Stored data:
## start

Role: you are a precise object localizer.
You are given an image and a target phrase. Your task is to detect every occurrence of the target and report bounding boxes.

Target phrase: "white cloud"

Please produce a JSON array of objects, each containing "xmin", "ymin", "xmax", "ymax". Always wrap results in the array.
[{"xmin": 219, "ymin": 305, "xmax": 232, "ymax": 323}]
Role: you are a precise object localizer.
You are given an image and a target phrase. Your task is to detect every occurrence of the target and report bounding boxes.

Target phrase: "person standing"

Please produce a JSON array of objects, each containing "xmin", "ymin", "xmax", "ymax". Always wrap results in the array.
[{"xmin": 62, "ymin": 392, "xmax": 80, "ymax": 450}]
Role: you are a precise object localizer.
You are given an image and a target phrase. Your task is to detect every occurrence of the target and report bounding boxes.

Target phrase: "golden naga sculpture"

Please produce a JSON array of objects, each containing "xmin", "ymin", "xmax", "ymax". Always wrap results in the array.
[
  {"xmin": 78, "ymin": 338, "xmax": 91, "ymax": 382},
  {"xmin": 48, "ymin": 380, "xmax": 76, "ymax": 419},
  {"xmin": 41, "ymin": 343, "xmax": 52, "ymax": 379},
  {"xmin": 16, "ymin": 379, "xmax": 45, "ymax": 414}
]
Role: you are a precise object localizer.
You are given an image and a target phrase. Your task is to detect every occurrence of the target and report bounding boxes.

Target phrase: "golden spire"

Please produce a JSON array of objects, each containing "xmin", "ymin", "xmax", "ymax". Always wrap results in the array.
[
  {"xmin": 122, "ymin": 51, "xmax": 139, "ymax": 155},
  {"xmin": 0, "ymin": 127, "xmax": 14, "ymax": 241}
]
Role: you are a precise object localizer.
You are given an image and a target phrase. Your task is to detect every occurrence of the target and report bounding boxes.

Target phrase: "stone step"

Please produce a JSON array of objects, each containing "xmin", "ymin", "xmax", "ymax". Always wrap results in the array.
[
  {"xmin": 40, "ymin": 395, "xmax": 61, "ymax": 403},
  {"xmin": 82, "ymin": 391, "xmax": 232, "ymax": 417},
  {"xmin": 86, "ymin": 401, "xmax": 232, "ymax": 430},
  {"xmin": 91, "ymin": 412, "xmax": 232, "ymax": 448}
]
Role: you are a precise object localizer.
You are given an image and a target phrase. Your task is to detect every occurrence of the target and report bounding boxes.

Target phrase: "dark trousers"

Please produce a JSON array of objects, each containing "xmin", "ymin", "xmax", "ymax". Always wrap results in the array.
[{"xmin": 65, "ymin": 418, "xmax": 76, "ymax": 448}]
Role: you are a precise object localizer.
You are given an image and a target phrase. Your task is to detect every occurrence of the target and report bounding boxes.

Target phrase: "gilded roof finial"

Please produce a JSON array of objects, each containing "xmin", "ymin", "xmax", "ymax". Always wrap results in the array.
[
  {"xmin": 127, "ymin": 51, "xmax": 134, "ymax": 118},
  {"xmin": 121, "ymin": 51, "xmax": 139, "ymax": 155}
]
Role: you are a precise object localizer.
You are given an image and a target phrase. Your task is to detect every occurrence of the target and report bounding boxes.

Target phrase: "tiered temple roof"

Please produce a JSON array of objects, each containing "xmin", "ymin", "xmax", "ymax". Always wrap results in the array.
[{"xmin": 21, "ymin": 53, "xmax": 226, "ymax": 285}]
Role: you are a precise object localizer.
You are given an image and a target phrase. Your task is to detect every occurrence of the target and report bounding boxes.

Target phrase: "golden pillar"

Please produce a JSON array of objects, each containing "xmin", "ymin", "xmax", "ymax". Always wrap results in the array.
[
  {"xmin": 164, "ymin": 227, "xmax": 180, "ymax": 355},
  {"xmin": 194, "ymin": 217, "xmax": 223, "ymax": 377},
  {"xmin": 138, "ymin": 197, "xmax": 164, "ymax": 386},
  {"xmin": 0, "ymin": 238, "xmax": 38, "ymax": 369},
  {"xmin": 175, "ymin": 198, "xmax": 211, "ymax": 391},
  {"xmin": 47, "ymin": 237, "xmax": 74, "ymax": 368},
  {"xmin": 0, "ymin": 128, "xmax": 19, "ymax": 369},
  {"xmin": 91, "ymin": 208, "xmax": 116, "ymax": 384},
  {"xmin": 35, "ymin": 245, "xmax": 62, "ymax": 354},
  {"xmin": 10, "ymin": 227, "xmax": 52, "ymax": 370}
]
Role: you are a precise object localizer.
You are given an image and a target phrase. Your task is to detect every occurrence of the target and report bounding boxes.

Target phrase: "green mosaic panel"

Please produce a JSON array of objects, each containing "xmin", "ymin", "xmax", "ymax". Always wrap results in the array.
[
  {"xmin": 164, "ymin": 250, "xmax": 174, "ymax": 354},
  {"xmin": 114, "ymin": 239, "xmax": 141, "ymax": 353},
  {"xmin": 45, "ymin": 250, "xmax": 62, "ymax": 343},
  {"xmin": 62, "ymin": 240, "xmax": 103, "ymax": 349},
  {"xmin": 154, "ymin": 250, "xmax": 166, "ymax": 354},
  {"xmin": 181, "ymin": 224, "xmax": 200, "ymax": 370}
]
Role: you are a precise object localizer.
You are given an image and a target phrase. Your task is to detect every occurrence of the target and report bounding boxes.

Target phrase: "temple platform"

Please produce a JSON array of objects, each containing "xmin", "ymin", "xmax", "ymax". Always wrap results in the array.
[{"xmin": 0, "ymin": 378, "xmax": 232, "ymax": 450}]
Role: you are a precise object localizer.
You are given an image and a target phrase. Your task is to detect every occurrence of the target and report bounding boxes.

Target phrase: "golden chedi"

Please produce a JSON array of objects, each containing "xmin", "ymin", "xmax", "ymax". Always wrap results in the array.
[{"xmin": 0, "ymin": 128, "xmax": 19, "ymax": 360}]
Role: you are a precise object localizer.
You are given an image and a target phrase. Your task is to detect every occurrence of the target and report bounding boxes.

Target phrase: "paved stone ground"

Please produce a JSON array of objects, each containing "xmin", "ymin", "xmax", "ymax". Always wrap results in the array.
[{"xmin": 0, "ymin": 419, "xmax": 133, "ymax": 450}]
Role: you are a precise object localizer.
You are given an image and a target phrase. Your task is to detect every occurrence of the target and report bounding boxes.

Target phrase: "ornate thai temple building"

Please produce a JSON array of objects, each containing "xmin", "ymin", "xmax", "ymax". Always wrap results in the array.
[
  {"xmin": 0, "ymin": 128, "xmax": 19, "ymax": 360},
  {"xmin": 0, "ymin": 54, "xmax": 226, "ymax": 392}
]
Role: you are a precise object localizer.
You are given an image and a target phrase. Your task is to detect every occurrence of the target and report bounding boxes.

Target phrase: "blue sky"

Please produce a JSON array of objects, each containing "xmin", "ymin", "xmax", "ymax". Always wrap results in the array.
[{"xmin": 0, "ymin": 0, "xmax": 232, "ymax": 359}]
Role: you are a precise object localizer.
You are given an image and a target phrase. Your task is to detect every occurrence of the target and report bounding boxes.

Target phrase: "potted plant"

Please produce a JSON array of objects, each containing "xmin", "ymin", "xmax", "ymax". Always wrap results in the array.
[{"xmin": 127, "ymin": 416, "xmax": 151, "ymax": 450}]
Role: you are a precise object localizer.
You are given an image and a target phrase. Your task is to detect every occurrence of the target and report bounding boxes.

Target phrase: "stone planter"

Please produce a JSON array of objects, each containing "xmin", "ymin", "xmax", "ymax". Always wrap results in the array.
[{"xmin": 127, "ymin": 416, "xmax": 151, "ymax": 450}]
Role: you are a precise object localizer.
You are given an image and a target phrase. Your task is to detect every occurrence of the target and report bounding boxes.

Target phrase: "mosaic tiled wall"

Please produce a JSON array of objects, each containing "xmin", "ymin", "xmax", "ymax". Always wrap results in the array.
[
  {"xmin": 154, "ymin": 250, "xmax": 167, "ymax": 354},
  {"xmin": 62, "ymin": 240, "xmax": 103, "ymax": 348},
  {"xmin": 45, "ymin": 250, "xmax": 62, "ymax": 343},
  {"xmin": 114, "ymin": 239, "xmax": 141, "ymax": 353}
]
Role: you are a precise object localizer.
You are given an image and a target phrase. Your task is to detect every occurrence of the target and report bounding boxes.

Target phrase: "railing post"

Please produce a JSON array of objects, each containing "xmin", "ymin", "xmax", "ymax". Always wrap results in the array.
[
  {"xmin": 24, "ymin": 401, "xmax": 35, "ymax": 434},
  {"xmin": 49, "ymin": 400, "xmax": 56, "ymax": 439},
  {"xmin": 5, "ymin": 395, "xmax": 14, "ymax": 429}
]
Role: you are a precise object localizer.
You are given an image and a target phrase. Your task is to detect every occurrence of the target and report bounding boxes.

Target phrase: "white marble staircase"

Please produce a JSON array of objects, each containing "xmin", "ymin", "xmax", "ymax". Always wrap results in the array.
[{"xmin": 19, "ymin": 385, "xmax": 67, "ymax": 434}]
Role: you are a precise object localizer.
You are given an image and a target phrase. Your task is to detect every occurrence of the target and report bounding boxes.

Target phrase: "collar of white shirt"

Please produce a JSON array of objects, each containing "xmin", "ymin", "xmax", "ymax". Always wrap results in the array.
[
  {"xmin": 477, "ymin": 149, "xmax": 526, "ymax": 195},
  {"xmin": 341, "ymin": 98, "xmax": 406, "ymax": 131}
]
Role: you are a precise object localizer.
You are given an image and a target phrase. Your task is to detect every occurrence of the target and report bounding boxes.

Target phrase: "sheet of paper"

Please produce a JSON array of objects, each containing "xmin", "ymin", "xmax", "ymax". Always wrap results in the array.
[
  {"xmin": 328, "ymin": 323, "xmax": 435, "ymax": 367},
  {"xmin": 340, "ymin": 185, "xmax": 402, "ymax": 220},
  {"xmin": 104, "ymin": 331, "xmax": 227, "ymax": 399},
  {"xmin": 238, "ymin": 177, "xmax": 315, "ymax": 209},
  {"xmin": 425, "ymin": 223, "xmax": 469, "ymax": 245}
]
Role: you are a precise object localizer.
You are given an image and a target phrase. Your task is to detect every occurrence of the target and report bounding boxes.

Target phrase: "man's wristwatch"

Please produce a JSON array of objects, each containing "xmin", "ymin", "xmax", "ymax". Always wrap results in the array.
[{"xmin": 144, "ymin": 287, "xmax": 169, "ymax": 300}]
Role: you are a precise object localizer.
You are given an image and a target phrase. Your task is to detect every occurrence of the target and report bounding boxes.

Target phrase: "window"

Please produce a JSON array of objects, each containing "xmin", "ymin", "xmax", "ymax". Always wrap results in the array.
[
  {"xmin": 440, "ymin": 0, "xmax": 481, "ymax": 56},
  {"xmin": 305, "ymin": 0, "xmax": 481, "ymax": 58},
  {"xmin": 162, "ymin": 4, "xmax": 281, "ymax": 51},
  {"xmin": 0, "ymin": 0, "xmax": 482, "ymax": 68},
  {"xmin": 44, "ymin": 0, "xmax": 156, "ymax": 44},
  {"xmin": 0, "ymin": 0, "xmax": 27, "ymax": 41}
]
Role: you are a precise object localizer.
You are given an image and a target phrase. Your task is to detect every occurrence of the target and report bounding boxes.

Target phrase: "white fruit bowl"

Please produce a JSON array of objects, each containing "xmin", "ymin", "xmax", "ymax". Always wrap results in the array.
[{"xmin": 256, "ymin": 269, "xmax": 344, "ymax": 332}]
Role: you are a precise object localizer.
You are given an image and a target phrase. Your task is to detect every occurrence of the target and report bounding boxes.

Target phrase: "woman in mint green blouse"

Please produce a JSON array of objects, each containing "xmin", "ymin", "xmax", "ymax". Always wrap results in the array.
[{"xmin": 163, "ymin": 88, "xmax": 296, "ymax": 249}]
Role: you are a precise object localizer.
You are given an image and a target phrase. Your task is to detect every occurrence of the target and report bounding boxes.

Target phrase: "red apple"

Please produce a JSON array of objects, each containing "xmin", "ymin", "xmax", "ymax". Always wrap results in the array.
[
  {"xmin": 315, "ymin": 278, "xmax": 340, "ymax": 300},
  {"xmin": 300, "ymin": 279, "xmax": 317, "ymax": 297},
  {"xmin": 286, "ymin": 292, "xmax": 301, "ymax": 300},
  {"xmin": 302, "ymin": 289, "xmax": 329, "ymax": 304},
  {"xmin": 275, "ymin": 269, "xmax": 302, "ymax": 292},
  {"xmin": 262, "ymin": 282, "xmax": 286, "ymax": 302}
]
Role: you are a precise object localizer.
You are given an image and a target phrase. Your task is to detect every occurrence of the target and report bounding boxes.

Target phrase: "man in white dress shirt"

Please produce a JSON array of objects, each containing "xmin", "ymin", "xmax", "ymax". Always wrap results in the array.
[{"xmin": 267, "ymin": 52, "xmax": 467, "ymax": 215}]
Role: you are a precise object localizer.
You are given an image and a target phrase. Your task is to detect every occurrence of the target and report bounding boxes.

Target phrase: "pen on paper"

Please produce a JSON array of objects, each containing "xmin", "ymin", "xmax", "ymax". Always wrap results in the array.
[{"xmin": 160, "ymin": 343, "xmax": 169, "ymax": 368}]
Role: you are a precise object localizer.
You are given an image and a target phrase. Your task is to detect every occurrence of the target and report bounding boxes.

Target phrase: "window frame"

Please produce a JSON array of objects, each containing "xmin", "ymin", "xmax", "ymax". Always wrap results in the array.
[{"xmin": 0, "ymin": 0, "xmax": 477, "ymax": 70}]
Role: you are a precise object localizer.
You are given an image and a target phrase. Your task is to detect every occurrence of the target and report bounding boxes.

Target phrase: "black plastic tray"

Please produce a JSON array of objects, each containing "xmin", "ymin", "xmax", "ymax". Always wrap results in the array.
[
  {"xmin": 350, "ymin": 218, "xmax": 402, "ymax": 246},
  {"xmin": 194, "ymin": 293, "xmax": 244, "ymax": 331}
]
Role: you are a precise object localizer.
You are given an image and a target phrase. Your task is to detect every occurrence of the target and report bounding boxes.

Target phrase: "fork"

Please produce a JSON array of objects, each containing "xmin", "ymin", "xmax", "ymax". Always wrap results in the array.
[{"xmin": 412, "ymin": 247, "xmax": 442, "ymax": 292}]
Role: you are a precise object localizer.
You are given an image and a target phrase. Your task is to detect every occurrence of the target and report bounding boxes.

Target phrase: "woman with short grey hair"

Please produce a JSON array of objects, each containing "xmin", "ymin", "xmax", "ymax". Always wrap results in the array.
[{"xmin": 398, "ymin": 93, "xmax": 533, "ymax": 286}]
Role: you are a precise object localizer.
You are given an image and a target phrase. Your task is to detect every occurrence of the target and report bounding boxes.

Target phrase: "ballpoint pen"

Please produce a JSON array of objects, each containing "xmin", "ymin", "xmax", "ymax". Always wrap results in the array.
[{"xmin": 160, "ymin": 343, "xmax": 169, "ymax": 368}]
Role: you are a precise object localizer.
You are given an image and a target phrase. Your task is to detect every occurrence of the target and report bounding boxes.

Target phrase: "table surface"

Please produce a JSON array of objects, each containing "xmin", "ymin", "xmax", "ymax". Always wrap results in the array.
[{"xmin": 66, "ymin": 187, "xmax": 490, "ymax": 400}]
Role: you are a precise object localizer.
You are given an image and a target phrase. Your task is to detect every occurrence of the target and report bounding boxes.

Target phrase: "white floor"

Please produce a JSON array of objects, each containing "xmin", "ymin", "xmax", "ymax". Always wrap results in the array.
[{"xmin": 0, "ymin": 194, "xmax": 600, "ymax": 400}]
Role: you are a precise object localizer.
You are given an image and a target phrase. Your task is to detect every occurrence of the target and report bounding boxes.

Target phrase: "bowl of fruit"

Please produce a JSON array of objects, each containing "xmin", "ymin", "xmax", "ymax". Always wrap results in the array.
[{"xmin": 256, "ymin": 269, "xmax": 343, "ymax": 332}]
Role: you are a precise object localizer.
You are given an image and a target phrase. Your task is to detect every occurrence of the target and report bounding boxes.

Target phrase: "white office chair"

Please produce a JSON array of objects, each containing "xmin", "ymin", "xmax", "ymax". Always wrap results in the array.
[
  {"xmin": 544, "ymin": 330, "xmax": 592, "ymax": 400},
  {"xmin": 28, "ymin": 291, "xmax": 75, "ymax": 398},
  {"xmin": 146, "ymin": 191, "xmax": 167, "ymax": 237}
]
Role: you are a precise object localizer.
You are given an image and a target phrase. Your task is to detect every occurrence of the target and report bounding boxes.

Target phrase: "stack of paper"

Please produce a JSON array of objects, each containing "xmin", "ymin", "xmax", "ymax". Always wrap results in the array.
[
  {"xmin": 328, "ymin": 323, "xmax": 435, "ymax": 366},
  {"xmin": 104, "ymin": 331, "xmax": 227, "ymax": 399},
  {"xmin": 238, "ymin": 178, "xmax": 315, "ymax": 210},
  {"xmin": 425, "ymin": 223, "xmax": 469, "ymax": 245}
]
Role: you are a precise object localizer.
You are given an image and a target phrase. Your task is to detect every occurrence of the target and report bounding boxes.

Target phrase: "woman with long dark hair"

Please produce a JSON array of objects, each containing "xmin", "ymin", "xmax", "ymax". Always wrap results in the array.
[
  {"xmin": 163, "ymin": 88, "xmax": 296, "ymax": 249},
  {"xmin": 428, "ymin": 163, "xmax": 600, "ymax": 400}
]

## end

### INSTRUCTION
State how many lines of the records above contain the string "shirt", where case counts. Give only the number.

### COMPLETE OUTPUT
2